INSTRUCTIONS FOR THE TASK:
In the interview excerpt below, condense Jamaal's answer beginning "That kind of came in the studio" into a short bulleted list that keeps its main facts.

EXCERPT:
◇ ◇ ◇ ◇ ◇
Myles: Oh yeah for sure!
Ashley: We did that before though anyway. We made “Pyro Ting” which kind of had a dance to it before [the trend] was there. Regardless of whether we had TikTok or not, we would do that sort of thing because that’s just who we are. There are obviously other people who are like let me just secure the bag and make something for TikTok.
Whose idea was the choreo?
Jamaal: That kind of came in the studio believe it or not. We had the chorus and were just trying to figure out what we would do. It definitely was done with TikTok in mind. Listening to the song we thought it would do well on TikTok so let’s try to centre it towards that. Looking at some of the moves we chose, it was just going through what was popular then thinking about how we could make it our own. I think we’ve got a video of us just standing around the mic trying to figure out what would look good and also what we could do. You know there are some real OTT TikTokers out there and we were just trying to do the easy stuff.
◇ ◇ ◇ ◇ ◇
DATA SUPPLIED:
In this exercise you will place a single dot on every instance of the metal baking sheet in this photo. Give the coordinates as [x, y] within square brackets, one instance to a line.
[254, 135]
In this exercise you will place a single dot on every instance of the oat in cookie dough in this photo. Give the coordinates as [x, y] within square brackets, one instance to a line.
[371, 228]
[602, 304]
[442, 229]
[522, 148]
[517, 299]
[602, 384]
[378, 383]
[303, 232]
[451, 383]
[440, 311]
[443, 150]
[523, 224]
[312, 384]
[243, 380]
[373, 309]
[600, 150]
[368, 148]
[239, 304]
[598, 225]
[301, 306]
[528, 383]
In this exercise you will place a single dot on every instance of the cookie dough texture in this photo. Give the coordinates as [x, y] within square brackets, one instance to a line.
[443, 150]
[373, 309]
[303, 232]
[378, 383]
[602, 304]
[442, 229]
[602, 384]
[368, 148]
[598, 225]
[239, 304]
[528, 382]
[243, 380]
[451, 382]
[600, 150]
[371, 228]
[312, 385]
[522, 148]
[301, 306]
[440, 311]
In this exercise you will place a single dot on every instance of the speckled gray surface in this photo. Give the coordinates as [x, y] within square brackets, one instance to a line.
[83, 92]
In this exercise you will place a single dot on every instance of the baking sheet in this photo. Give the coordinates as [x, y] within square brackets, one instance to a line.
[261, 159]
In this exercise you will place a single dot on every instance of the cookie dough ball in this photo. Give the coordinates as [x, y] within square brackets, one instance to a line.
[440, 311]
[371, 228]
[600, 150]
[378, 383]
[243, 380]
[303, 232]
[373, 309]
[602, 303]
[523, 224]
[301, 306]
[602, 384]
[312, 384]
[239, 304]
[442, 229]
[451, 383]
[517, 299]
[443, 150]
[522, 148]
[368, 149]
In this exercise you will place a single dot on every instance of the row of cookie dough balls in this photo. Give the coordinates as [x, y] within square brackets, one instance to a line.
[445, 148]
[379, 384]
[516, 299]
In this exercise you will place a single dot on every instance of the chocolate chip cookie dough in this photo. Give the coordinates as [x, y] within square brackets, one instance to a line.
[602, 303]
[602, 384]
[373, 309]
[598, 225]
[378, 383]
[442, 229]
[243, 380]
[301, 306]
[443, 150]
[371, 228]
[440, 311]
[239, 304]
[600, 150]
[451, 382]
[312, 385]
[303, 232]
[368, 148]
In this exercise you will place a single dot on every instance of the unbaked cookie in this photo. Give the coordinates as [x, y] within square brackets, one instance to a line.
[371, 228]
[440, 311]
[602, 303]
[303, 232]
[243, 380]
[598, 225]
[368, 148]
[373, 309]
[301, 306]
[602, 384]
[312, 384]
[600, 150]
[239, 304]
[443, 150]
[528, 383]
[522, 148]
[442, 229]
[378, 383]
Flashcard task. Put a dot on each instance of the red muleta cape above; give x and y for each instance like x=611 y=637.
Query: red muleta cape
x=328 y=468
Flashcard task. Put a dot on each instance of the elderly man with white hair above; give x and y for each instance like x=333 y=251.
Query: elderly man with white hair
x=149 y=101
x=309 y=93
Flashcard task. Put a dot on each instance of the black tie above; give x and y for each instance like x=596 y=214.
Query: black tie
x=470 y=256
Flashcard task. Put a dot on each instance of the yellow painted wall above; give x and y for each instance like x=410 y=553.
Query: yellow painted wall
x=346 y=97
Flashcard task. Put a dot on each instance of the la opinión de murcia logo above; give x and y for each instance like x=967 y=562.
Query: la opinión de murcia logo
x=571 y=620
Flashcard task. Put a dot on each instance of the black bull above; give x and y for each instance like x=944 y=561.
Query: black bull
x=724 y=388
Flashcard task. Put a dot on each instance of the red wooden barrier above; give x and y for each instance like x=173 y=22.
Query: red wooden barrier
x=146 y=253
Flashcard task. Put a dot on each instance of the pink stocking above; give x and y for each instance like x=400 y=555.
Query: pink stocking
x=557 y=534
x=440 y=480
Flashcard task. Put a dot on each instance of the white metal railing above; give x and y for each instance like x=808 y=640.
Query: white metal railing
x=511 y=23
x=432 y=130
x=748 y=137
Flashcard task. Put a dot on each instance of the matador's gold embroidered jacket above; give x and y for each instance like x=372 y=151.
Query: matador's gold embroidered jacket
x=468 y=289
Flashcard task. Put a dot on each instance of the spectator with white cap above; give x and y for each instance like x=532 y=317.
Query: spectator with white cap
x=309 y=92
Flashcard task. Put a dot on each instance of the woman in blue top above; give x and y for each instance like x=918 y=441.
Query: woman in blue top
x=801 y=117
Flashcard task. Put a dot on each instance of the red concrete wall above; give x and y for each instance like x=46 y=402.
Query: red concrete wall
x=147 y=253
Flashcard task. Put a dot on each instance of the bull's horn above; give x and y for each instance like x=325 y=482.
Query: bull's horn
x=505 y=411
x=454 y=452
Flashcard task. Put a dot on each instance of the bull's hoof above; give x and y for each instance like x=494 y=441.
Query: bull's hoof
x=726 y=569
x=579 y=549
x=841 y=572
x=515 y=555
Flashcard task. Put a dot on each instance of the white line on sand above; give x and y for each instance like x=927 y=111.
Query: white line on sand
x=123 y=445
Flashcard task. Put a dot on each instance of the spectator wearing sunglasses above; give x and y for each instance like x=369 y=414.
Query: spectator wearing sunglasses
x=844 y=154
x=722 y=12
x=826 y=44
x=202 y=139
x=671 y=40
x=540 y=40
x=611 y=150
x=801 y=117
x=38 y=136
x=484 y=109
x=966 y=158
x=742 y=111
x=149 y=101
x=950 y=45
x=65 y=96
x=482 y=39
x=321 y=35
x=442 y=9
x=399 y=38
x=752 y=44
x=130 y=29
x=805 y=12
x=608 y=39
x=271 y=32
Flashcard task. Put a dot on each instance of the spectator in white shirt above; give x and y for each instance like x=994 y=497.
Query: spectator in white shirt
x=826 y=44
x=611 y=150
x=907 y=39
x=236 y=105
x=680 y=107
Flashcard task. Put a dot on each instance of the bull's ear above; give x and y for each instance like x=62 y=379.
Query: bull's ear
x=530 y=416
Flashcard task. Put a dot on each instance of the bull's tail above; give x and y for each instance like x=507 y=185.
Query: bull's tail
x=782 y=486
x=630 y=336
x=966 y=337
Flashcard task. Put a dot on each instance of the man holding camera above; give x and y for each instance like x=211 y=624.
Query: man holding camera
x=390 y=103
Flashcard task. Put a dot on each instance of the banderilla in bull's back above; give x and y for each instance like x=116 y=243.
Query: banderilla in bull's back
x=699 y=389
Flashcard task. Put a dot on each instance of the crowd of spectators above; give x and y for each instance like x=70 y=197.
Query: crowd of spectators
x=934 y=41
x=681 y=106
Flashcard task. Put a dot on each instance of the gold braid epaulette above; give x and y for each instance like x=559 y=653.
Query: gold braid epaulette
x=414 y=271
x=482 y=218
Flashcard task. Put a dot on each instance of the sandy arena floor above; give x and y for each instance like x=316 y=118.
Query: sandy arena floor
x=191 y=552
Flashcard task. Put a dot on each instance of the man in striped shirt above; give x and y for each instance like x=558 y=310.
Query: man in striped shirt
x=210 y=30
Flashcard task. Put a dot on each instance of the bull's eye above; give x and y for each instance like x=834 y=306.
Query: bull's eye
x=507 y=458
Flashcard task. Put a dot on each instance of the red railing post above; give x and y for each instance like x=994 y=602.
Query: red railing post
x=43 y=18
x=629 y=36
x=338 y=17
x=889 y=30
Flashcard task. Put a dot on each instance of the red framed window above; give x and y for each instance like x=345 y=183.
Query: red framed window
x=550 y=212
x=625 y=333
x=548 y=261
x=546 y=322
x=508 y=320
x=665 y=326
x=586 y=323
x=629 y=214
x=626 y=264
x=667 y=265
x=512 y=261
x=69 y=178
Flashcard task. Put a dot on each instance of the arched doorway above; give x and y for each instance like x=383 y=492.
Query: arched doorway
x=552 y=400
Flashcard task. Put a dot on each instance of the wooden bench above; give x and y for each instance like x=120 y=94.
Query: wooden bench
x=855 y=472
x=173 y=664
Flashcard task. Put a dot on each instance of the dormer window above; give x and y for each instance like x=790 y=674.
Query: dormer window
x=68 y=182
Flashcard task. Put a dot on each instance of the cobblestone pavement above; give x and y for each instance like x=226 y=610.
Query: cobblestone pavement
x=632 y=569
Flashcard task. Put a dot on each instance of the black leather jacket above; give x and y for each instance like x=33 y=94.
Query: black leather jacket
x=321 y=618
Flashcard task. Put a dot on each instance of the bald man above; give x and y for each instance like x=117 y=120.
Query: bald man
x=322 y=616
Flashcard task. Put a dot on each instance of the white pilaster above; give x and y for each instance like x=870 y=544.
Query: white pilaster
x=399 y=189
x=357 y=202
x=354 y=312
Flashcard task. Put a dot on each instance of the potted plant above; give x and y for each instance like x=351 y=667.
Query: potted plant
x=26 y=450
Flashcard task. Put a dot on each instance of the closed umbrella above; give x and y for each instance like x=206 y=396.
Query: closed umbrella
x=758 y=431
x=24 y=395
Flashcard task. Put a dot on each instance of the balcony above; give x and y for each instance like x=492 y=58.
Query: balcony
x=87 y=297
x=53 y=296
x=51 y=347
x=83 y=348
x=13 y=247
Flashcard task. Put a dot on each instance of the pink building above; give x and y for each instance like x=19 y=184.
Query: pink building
◇ ◇ ◇ ◇ ◇
RESPONSE BOX:
- The choreography came together in the studio, once the chorus was written and they were working out what to do.
- It was made with TikTok in mind, because they thought the song would do well there.
- They chose moves by looking at what was popular and finding ways to make it their own.
- There is a video of them standing around the mic figuring out what would look good and what they could do.
- Unlike some over-the-top TikTokers, they stuck to easy moves.